- **YOUR INSTRUCTIONS**
Pull out every line of the material below that contains the word "black" and copy each one in full. Case counts.
··· MATERIAL FOR THIS EXERCISE ···
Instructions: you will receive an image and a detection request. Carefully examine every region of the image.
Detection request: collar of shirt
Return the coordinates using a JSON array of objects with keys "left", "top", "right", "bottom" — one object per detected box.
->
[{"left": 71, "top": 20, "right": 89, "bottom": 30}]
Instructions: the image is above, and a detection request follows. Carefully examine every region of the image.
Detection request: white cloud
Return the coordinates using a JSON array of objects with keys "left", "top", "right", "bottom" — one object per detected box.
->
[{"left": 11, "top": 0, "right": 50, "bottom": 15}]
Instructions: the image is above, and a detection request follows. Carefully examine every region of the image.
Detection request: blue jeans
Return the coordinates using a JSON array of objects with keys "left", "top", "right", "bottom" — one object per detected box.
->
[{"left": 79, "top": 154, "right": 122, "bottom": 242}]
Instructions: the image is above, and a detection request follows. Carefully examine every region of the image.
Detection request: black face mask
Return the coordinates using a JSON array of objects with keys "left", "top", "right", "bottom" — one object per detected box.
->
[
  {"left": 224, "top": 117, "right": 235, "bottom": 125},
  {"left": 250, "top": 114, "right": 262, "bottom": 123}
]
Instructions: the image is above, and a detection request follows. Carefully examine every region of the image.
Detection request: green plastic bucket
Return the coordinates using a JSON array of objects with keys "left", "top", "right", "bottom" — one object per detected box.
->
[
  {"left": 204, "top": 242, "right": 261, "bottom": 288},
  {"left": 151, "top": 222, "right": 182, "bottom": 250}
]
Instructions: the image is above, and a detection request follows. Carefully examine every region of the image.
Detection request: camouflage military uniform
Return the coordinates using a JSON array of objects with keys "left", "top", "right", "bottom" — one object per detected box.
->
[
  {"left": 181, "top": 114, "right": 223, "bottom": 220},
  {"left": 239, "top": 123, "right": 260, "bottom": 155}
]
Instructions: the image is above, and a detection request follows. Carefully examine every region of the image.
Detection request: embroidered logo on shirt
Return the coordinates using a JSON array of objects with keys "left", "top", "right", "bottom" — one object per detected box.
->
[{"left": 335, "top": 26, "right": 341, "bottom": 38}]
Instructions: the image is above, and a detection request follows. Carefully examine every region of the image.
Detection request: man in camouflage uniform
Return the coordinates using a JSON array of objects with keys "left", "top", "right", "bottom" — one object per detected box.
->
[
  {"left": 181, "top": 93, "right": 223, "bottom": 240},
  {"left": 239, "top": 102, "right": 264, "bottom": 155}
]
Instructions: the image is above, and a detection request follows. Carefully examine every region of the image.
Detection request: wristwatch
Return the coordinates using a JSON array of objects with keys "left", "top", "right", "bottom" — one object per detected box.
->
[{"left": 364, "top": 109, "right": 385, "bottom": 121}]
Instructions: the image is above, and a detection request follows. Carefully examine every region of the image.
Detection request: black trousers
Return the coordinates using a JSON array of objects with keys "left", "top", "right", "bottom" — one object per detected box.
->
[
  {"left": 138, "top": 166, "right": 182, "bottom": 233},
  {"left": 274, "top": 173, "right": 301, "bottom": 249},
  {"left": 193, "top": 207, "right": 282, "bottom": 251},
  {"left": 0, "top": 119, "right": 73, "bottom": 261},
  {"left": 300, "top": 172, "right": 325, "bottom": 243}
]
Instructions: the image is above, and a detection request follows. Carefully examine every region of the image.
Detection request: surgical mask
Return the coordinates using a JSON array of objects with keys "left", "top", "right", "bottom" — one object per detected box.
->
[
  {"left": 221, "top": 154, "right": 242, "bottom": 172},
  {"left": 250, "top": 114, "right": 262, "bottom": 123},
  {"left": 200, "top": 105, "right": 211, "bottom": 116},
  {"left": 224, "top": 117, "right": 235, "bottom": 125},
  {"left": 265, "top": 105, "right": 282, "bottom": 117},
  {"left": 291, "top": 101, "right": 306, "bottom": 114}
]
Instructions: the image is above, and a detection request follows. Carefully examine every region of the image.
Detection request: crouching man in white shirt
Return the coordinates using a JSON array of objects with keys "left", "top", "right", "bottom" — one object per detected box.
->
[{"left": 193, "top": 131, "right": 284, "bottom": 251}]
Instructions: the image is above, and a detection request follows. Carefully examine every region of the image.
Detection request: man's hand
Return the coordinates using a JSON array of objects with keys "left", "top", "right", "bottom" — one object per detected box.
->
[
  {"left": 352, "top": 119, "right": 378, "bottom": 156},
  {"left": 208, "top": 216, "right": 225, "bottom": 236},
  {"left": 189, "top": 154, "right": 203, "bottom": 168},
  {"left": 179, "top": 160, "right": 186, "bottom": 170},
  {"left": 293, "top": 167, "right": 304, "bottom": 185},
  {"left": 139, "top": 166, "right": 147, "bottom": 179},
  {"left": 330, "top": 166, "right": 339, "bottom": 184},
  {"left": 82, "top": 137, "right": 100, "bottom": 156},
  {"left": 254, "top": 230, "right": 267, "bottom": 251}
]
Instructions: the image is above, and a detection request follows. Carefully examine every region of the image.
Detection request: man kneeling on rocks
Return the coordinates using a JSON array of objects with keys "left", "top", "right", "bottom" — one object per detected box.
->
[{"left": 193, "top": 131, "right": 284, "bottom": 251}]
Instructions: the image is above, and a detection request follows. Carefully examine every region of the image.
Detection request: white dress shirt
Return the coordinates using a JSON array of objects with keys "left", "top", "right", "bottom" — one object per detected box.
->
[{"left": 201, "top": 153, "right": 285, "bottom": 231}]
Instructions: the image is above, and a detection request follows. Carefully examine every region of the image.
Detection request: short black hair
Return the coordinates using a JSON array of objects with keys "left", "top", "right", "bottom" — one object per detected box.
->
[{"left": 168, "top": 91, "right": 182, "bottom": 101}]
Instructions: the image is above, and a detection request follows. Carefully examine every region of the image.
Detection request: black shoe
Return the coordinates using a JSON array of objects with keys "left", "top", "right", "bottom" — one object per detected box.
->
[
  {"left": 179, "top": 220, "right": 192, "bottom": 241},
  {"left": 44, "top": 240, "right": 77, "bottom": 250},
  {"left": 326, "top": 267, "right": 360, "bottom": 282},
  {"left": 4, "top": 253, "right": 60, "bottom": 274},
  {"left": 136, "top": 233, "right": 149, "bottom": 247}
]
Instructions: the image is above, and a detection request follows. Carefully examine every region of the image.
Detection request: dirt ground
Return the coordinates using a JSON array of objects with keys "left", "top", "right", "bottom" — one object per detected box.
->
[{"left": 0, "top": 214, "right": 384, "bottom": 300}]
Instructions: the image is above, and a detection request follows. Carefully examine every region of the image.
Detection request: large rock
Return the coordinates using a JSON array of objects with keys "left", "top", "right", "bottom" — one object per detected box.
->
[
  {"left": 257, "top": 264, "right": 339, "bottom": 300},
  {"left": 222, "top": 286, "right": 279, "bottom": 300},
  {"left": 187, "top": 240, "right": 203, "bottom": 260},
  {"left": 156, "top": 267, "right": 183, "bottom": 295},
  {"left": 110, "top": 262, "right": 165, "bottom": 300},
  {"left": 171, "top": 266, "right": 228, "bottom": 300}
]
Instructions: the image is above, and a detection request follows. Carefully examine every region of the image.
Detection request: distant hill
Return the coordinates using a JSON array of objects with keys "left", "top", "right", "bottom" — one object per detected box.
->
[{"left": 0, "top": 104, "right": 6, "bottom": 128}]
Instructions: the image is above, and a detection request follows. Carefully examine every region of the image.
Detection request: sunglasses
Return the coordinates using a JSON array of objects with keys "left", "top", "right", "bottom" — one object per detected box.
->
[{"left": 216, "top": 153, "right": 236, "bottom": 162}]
···
- **WRITTEN SOLUTION**
Detection request: black face mask
Detection request: black trousers
Detection request: short black hair
Detection request: black shoe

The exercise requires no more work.